### STRONA
═══

Złota Lista / Od 8 lat / Co czytać

Machiną przez Chiny

 

Cóż to była za podróż!

Niemal sto lat temu, w 1934 roku, Halina i Stanisław Bujakowscy wyruszyli na otrzymanym w prezencie ślubnym motocyklu z Druskiennik aż do Szanghaju. Pokonali 24 tysiące kilometrów, jadąc przez Turcję, Syrię, Irak, Persję, Indie, Birmę i Chiny. W tak niezwykłej podróży nie brak było niezwykłych zdarzeń. Halina Bujakowska opisała je w swoim dzienniku, wydanym dopiero w roku 2011, pt. Mój chłopiec, motor i ja.

Ten właśnie dziennik stał się kanwą kolejnej podróżniczo-historycznej książki dla dzieci Łukasza Wierzbickiego. Dzięki Machinie…, pełnej humoru, ale też refleksji, poznamy zapadających w pamięć bohaterów – m.in. mędrca z porcelanowego pałacu, dzielnego Oki z dżungli, małego niedźwiadka nazwanego przez Halinę Tajuszką. Będziemy towarzyszyć podróżnikom w czasem niebezpiecznych, a czasem zabawnych przygodach, które mogły się zdarzyć tylko w odległych miejscach świata.

Część tych opowieści została przez Łukasza Wierzbickiego ubarwiona, część zupełnie zmyślona (możemy dowiedzieć się o tym dokładnie ze strony www autora), nie ma to jednak znaczenia, bo największą zaletą tej powieści jest rozbudzenie w młodym czytelniku zaciekawienia światem – różnorodnością krajów, kultur, obyczajów i przyrody. Nie trzeba chyba podpowiadać, że rodzic czytający tę książkę dziecku może to zainteresowanie rozwinąć, sięgając choćby po inne pozycje o podobnej tematyce.

═══

### WPISY
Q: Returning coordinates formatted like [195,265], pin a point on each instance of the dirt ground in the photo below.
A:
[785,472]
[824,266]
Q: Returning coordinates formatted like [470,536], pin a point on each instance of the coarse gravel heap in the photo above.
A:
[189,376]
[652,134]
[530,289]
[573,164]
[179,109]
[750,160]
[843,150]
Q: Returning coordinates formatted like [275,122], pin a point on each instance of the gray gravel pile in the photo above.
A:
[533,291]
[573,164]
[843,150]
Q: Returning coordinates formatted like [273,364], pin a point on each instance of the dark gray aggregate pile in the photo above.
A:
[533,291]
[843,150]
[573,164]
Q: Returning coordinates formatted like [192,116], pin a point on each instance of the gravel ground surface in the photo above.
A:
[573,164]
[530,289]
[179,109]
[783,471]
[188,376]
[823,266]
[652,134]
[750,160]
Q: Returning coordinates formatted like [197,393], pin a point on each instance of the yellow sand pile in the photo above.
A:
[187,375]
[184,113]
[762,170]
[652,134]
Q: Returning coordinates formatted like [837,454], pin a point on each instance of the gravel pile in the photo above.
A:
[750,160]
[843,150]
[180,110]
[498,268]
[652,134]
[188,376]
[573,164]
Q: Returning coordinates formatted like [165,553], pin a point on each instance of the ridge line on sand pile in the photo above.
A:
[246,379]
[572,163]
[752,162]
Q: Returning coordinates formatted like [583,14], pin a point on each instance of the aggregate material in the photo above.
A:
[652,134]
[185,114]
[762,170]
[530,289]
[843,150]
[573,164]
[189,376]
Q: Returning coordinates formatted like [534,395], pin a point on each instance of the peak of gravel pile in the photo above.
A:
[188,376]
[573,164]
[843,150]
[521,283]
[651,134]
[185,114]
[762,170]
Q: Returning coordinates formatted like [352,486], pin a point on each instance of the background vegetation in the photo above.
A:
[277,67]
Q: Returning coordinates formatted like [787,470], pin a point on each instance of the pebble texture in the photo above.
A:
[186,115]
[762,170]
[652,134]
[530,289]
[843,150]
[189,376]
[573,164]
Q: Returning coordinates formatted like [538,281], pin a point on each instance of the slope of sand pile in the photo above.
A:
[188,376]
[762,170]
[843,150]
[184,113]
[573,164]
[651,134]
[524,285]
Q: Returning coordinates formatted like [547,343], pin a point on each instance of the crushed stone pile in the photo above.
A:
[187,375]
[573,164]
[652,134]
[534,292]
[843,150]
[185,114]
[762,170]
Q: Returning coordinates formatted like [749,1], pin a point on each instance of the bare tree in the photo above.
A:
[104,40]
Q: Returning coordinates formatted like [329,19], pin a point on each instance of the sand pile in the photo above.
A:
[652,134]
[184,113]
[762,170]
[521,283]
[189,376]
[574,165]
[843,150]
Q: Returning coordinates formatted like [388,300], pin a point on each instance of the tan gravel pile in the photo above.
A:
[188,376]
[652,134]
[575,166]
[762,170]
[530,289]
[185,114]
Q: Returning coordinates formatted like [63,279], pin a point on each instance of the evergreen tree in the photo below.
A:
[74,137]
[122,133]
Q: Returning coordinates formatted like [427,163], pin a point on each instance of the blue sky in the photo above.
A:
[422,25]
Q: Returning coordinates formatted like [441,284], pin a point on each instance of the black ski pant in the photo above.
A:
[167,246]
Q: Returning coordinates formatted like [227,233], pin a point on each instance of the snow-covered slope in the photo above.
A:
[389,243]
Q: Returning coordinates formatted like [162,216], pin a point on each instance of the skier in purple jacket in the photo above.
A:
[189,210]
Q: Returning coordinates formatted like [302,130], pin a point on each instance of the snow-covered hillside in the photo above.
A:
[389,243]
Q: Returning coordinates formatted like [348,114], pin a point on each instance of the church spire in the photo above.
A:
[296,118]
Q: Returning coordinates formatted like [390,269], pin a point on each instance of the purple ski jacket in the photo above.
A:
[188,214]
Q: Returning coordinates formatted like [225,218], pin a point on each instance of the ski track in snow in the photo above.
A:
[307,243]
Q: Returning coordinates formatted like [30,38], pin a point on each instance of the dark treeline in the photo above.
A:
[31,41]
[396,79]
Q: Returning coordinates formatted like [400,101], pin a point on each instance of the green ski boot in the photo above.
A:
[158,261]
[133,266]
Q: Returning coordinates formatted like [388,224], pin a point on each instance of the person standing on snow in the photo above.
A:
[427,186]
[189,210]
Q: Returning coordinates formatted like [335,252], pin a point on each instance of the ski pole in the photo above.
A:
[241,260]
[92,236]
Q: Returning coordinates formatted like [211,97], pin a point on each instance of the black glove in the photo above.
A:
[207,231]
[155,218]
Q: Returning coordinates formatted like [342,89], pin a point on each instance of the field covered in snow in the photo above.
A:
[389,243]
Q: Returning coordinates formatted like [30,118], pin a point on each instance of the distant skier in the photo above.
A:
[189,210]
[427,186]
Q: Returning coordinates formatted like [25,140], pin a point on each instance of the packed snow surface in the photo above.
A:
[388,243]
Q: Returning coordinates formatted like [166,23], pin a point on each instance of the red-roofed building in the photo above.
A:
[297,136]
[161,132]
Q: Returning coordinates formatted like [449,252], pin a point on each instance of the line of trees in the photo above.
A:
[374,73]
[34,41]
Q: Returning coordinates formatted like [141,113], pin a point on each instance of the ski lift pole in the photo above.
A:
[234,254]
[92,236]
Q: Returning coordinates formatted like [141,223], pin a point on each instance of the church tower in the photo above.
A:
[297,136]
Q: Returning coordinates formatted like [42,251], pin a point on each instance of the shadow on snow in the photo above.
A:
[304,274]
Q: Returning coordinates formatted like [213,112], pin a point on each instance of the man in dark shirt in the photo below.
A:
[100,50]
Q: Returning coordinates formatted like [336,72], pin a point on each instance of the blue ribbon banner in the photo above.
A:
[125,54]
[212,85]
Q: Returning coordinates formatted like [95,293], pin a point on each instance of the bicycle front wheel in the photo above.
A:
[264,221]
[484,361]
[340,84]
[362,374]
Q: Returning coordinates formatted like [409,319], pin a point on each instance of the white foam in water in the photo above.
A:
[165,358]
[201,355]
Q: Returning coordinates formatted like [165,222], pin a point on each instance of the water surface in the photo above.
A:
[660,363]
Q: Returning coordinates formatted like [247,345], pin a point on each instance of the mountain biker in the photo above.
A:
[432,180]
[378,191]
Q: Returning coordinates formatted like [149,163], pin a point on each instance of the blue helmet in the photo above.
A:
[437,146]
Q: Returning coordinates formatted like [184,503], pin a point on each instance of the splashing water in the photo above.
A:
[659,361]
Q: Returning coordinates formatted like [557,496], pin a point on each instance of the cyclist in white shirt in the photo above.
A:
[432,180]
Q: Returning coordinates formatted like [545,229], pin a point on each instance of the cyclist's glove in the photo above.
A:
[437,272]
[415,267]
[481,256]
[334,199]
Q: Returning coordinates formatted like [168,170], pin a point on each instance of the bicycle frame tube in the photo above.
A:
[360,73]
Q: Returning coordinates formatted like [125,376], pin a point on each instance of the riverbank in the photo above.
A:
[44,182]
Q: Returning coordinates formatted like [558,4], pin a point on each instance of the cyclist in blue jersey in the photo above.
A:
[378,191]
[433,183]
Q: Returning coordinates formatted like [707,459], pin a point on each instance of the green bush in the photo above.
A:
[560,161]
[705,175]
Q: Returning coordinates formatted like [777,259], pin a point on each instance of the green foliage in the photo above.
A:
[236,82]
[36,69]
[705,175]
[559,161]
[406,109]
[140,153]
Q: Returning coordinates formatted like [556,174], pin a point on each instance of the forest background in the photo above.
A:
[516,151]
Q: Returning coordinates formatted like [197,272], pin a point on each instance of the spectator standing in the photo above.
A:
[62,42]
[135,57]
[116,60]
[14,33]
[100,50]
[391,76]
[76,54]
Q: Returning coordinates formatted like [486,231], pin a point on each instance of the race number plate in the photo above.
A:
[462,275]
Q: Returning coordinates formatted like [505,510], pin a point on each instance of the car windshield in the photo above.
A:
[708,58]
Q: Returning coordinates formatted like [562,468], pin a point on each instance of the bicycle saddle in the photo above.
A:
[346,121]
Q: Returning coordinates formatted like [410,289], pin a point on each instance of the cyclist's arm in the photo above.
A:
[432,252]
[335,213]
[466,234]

═══

### CZĘŚCI ĆWICZENIA
[1] Odpowiedz na pytania do tekstu o książce „Machiną przez Chiny”:
(a) Ile kilometrów pokonali Halina i Stanisław Bujakowscy?
(b) Jak Halina nazwała małego niedźwiadka?
(c) Gdzie można się dokładnie dowiedzieć, które opowieści zostały ubarwione lub zmyślone?
[2] Przepisz dosłownie fragment tekstu o książce „Machiną przez Chiny” od „Część tych opowieści” do „o podobnej tematyce.”.

### ODPOWIEDZI DO ĆWICZENIA
[1]
(a) 24 tysiące kilometrów.
(b) Tajuszka.
(c) Na stronie www autora.

[2]
Część tych opowieści została przez Łukasza Wierzbickiego ubarwiona, część zupełnie zmyślona (możemy dowiedzieć się o tym dokładnie ze strony www autora), nie ma to jednak znaczenia, bo największą zaletą tej powieści jest rozbudzenie w młodym czytelniku zaciekawienia światem – różnorodnością krajów, kultur, obyczajów i przyrody. Nie trzeba chyba podpowiadać, że rodzic czytający tę książkę dziecku może to zainteresowanie rozwinąć, sięgając choćby po inne pozycje o podobnej tematyce.